Des parcours déjà très cahoteux

Plus proches des réalités, les villes ressentent plus vite que les cantons les nids-de-poule qui peuvent perturber leur parcours. L’an passé, les deux tiers des cités pouvaient s’enorgueillir d’une note globale supérieure à 5,0. Elles ne sont plus que huit sur l’exercice 2016. Outre le sextet déjà mentionné, Schaffhouse (5,13) et Sion (5,06) figurent encore au-dessus de cette barre psychologique.

Derrière, le trou est déjà fait et il n’y a plus guère de performance monumentale. Berne (4,63), Saint-Gall (4,54), Neuchâtel (4,48), La Chaux-de-Fonds (4,44), Köniz (4,28) et Frauenfeld (4,06) figurent dans le ventre mou du classement. Après son triomphe de l’an passé, Neuchâtel tombe dans une véritable chausse-trappe en perdant plus de 1,5 point et se faisant presque dépasser par sa rivale du Haut.

La volatilité plus grande des villes est confirmée dans les tréfonds du classement. Un quart des principales agglomérations du pays se situe en dessous du 4,0 de moyenne. Bellinzone (3,88) et Thoune (3,86) n’en sont encore pas trop éloignées. Fribourg (3,68) et Emmen (3,62) affichent un parcours déjà plus cahoteux. En revanche, Winterthour (2,75) plonge en signant le pire résultat de toutes les collectivités analysées, cantons et Confédération compris.

Reste que, comme pour les cantons, les villes romandes dominent leurs homologues alémaniques. Seule exception, la cité bilingue de Fribourg est – hasard ou confirmation – justement située à la frontière des langues. Subsiste la question déjà posée pour les cantons: en quoi les villes romandes sont-elles donc meilleures, à nouveau en la belle compagnie de Zurich?

1. Prudence et anticipation

A l’image de Sion et de Lausanne, les villes prudentes équilibrent leurs comptes sans rechercher à maximiser leurs bénéfices (indicateur 1). Elles sont presque la moitié à gouverner leur bouche selon leur bourse. Avec des revenus dépassant de 5 à 10% les charges, Delémont, Saint-Gall, Fribourg et Coire doivent commencer à se demander si leur pression fiscale n’est pas trop lourde. C’est encore plus le cas à Lucerne (+13%) et à Schaffhouse (+20%). A l’opposé, Neuchâtel, La Chaux-de-Fonds, Emmen et Winterthour vivent complètement à crédit, étant incapables de couvrir leurs charges avec leurs revenus courants, affichant des trous allant de 4 à 7%.
__________
» **CONSIGNES**
A. Modifiez le texte sur les finances des villes de « La volatilité plus » jusqu'à « compagnie de Zurich? » inclus, en remplaçant « Thoune » par « Zoug ».
B. D'après le texte sur les finances des villes, quelle ville obtient le pire résultat de toutes les collectivités analysées, et avec quelle note ?
C. Dans le texte sur les finances des villes, transformez en une courte liste le paragraphe qui commence par « A l'image de Sion et de Lausanne », sans perdre ses faits principaux.
Les lignes qui viennent ensuite n'ont aucun rapport avec le texte.
__________
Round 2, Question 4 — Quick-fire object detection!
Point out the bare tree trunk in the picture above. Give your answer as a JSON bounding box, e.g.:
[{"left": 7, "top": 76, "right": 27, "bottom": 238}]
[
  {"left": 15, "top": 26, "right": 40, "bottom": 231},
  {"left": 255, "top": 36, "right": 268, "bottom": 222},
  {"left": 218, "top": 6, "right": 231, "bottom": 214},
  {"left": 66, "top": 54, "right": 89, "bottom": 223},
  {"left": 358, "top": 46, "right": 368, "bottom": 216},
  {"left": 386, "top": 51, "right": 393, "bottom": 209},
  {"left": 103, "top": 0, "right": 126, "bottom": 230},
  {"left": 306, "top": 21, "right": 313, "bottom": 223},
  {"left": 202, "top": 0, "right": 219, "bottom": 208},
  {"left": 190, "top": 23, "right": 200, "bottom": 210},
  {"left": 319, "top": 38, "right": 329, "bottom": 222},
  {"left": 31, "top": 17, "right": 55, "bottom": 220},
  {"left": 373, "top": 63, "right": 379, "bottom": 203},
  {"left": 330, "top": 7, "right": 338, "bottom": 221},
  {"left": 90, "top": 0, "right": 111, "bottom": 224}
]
__________
» **CORRIGÉ**
A.
La volatilité plus grande des villes est confirmée dans les tréfonds du classement. Un quart des principales agglomérations du pays se situe en dessous du 4,0 de moyenne. Bellinzone (3,88) et Zoug (3,86) n’en sont encore pas trop éloignées. Fribourg (3,68) et Emmen (3,62) affichent un parcours déjà plus cahoteux. En revanche, Winterthour (2,75) plonge en signant le pire résultat de toutes les collectivités analysées, cantons et Confédération compris.

Reste que, comme pour les cantons, les villes romandes dominent leurs homologues alémaniques. Seule exception, la cité bilingue de Fribourg est – hasard ou confirmation – justement située à la frontière des langues. Subsiste la question déjà posée pour les cantons: en quoi les villes romandes sont-elles donc meilleures, à nouveau en la belle compagnie de Zurich?

B. Winterthour, avec une note de 2,75.

C.
- Comme Sion et Lausanne, les villes prudentes équilibrent leurs comptes sans chercher à maximiser leurs bénéfices. Près de la moitié des villes sont dans ce cas.
- Les revenus de Delémont, Saint-Gall, Fribourg et Coire dépassent leurs charges de 5 à 10 %. Ces villes doivent commencer à se demander si leur pression fiscale n'est pas trop lourde.
- C'est encore plus vrai pour Lucerne (+13 %) et Schaffhouse (+20 %).
- Neuchâtel, La Chaux-de-Fonds, Emmen et Winterthour vivent à crédit. Leurs revenus courants ne couvrent pas leurs charges, avec des trous de 4 à 7 %.